● EXCERPT:
━━━━━━━━━━━━━━━━━━━━━━━━━━━━━━

More Nurse Interview tips
Since we get asked by candidates for interview tips we thought we’d add some more. You may already have read our previous article on tips for nurses before interview? Well, this will equip you even more thoroughly.
9th June 2010
Since we get asked by candidates for interview tips we thought we’d add some more. You may already have read our previous article on tips for nurses before interview? Well, this will equip you even more thoroughly
Research the hospital or care home, clinic, practice, health centre or employment agency.... whatever the organisation, make sure you find out about them, and the kind of healthcare programme and approach they take
Dress appropriately. As a nurse being interviewed for a job you’ll not be expected to wear a suit any more than you’ll be expected to turn up in scrubs. If in doubt, why not just ask what the dress code is. Whatever it is, follow it and be well presented
Courtesy goes a long way. Typical, cliched, little things do go a long way to create the right impression.... firm handshake, eye contact, wait to be offered before sitting down, don’t fidget, smile, be professional, let them talk
Listen to the question being asked and answer that one (as opposed to a question you’d rather answer!) Of course, you may have a wealth of nursing or healthcare experience. But they don’t want to hear all of it, just the part that relates to their question
Stay positive. That means keep your comments positive - don’t criticise your current employer, or the interviewer’s company.

━━━━━━━━━━━━━━━━━━━━━━━━━━━━━━

● THINGS TO DO:
1. Summarize the nurse interview tips in two sentences.
2. Set down the stretch of the nurse interview tips from "More Nurse Interview" through "even more thoroughly.".
The items have no connection to the nurse interview tips.

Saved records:
━━━━━━━━━━━━━━━━━━━━━━━━━━━━━━

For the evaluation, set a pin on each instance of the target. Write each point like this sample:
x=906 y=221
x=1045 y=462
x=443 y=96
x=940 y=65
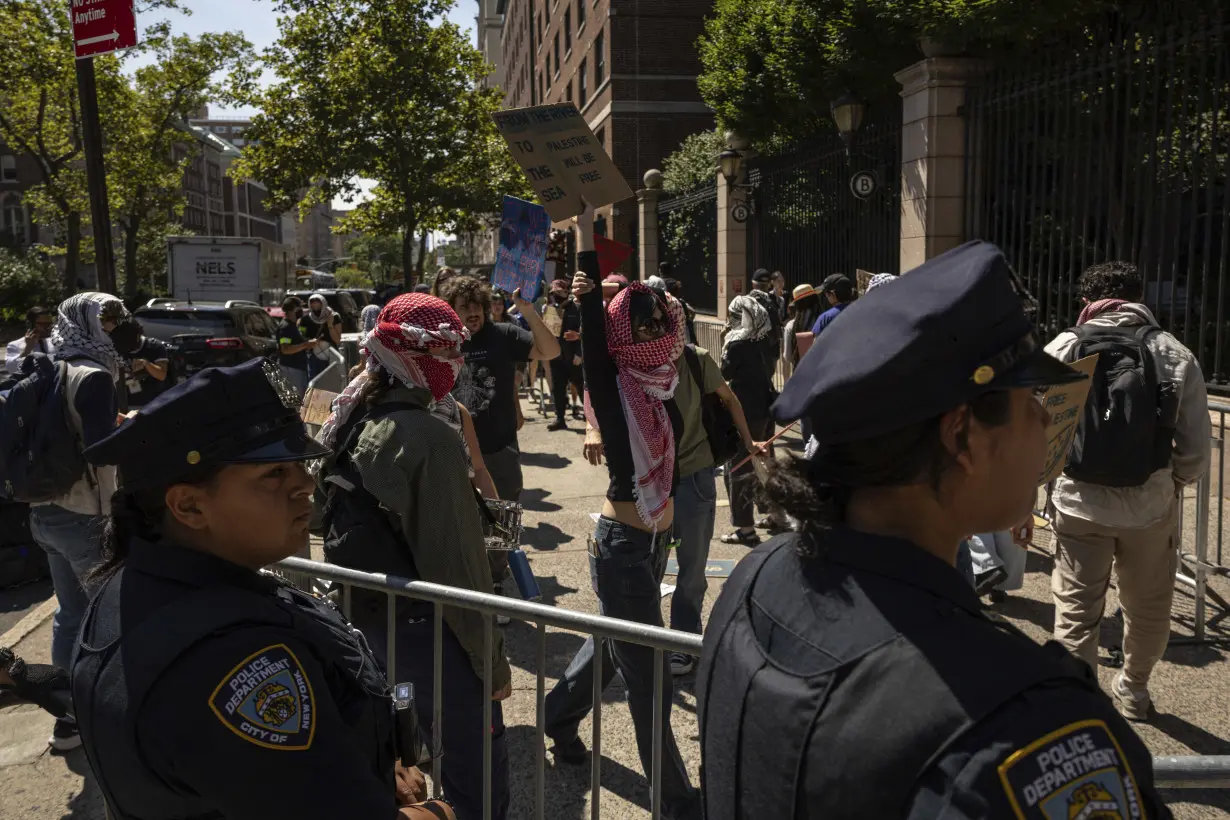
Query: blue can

━━━━━━━━━━━━━━━━━━━━━━━━━━━━━━

● TASK RESPONSES:
1. Nurses preparing for an interview should research the organization and its approach to healthcare, dress appropriately by following the dress code, and show courtesy through small things like a firm handshake and eye contact. They should also answer the question actually asked with only the relevant experience and keep their comments positive, without criticizing their current employer or the interviewer's company.

2.
More Nurse Interview tips
Since we get asked by candidates for interview tips we thought we’d add some more. You may already have read our previous article on tips for nurses before interview? Well, this will equip you even more thoroughly.